Stop policing your design system
Measure health, not compliance
Design systems break without warning. Teams detach components, bypass tokens, hardcode values, and the system degrades without anyone noticing until it’s too late. You catch violations during code review if you’re lucky. More often, you find them months later when someone asks why there are five versions of the same button in production.
I’ve watched this play out across every design system I’ve worked on. You ship a new component, document it thoroughly, and announce it in Slack. Three months later, you discover the old version is still living in the checkout flow. Someone needed “just a small tweak” and duplicated the whole thing rather than submitting a request. Now you’re maintaining parallel implementations that will never sync up.
Manual governance doesn’t scale. You can document standards, run quarterly audits, and trust teams to follow guidelines. But entropy compounds faster than you can catch it. By the time you notice drift, you’re managing the symptoms rather than preventing the disease.
The feedback loop is broken
Traditional design system governance operates on trust and periodic verification. You publish components, write usage guidelines, maybe add some ESLint rules. Then you hope teams implement things correctly. When violations occur, you find them through code review, if someone happens to notice, or during those dreaded quarterly audits where you manually inspect implementations.
This approach has fundamental problems. First, the feedback is too slow. Weeks or months pass between implementation and discovery. By then, the problematic code is shipped, in use, and becomes technical debt that’s expensive to fix. Second, it’s inconsistent. Review quality depends on who’s reviewing and how rushed they are. Third, it’s reactive. You’re always playing catch-up with problems that already exist.

**Data to examine**:
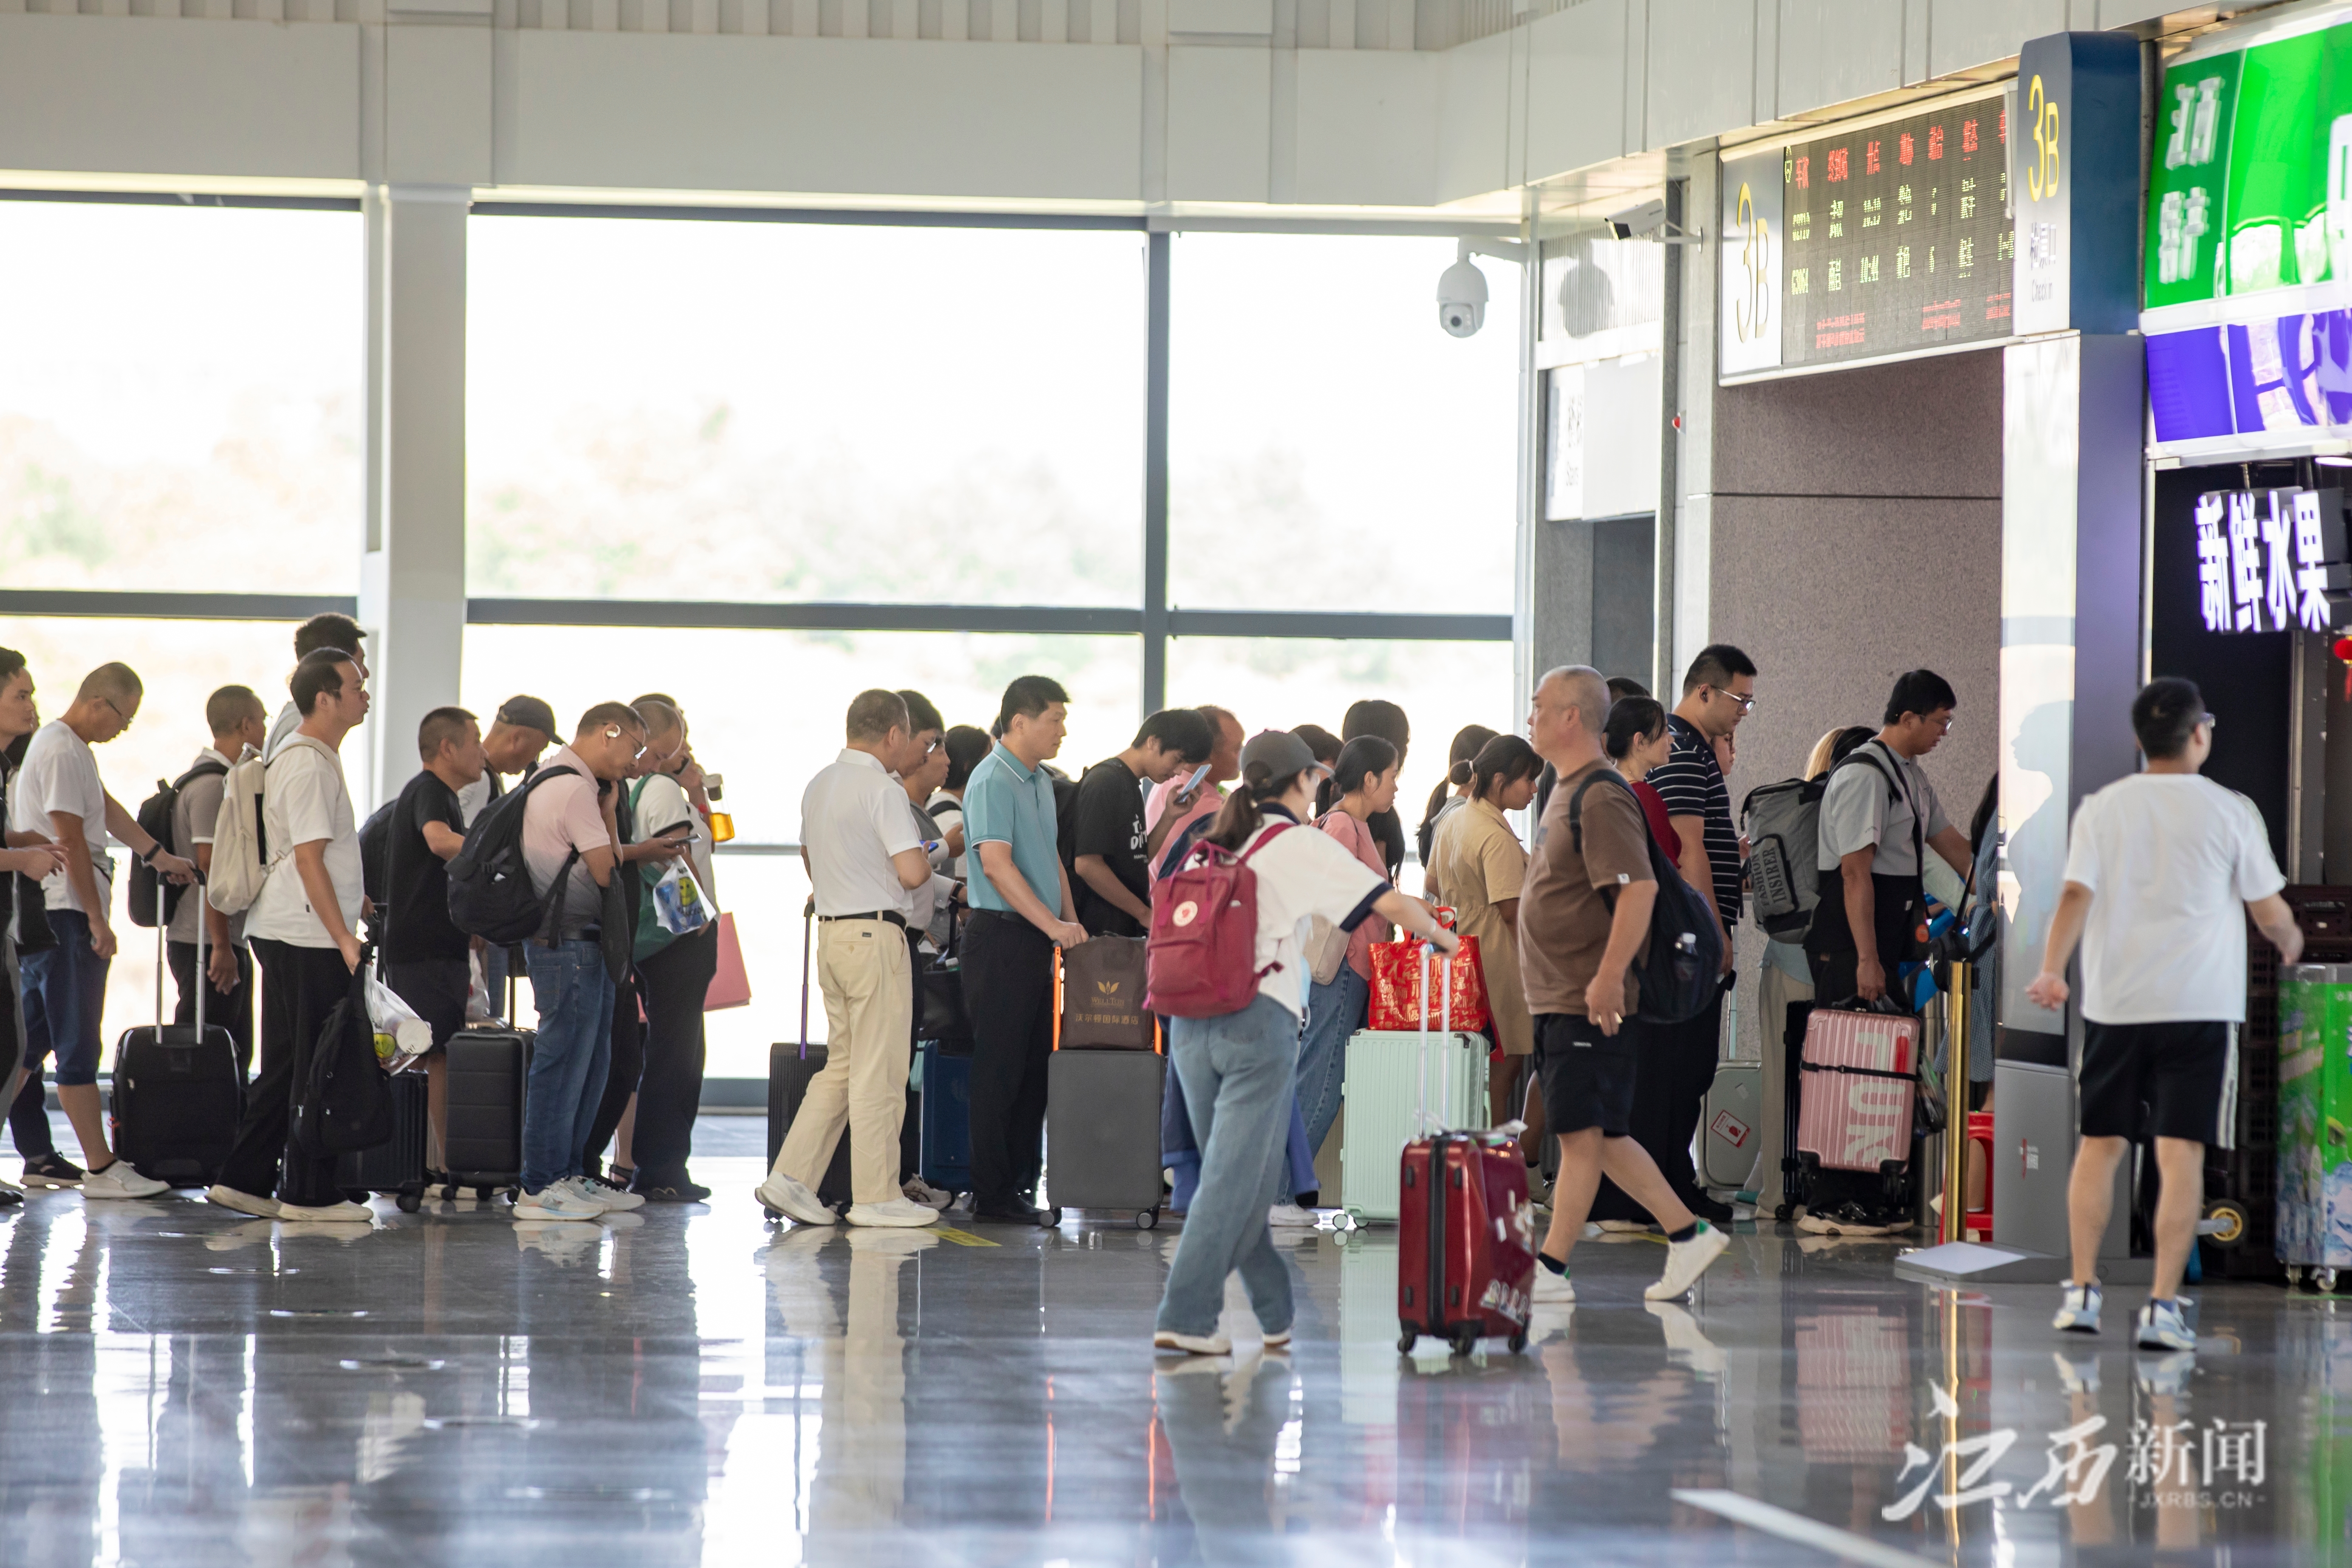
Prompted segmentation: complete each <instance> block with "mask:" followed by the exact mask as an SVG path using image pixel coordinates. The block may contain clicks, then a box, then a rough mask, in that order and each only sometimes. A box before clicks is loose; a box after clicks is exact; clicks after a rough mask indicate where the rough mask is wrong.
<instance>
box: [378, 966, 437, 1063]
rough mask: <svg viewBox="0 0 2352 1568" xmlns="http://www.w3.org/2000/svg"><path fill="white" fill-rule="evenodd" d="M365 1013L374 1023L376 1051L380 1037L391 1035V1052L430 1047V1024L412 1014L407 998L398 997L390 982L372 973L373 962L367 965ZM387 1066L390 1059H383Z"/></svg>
mask: <svg viewBox="0 0 2352 1568" xmlns="http://www.w3.org/2000/svg"><path fill="white" fill-rule="evenodd" d="M365 980H367V1016H369V1020H374V1025H376V1037H379V1046H376V1048H379V1053H381V1037H383V1034H390V1037H393V1053H395V1056H423V1053H426V1051H430V1048H433V1025H430V1023H426V1020H423V1018H419V1016H416V1009H412V1006H409V1004H407V1001H402V999H400V992H395V990H393V987H390V985H386V983H383V978H381V976H379V973H376V969H374V966H369V969H367V978H365ZM386 1067H390V1063H386Z"/></svg>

**Problem requirements**:
Reproduce word for word the stretch of the design system governance text from "I’ve watched this" through "never sync up.".

**Response to this exercise**:
I’ve watched this play out across every design system I’ve worked on. You ship a new component, document it thoroughly, and announce it in Slack. Three months later, you discover the old version is still living in the checkout flow. Someone needed “just a small tweak” and duplicated the whole thing rather than submitting a request. Now you’re maintaining parallel implementations that will never sync up.